Work instructions: Retype the entire listing below character for character, without changing anything.

Provided material:

============================================================

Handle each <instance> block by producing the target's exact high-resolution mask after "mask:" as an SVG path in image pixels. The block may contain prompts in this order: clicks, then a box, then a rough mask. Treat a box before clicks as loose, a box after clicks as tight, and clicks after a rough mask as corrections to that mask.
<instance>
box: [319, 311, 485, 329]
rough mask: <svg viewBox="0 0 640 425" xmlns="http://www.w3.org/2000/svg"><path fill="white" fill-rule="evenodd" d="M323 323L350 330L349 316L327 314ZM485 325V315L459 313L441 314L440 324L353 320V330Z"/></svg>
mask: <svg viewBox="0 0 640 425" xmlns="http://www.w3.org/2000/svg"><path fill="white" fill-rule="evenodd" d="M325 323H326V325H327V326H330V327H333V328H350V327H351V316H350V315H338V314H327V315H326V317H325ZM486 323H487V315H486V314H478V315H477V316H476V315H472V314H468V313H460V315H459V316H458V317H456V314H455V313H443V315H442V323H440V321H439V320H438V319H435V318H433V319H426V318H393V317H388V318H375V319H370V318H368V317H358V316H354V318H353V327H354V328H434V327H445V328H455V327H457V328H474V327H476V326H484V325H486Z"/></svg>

============================================================

Your solution:
Handle each <instance> block by producing the target's exact high-resolution mask after "mask:" as an SVG path in image pixels. The block may contain prompts in this order: clicks, then a box, then a rough mask. Treat a box before clicks as loose, a box after clicks as tight, and clicks after a rough mask as corrections to that mask.
<instance>
box: [319, 311, 485, 329]
rough mask: <svg viewBox="0 0 640 425" xmlns="http://www.w3.org/2000/svg"><path fill="white" fill-rule="evenodd" d="M323 323L350 330L349 316L327 314ZM485 325V315L459 313L441 314L440 324L353 320V330Z"/></svg>
mask: <svg viewBox="0 0 640 425" xmlns="http://www.w3.org/2000/svg"><path fill="white" fill-rule="evenodd" d="M325 323H326V325H327V326H330V327H333V328H350V327H351V316H350V315H338V314H327V315H326V317H325ZM486 323H487V315H486V314H478V315H477V316H476V315H472V314H468V313H460V315H459V316H458V317H456V314H455V313H443V315H442V323H440V321H439V320H438V319H435V318H433V319H426V318H393V317H388V318H375V319H370V318H368V317H358V316H354V318H353V327H354V328H434V327H445V328H455V327H457V328H474V327H476V326H484V325H486Z"/></svg>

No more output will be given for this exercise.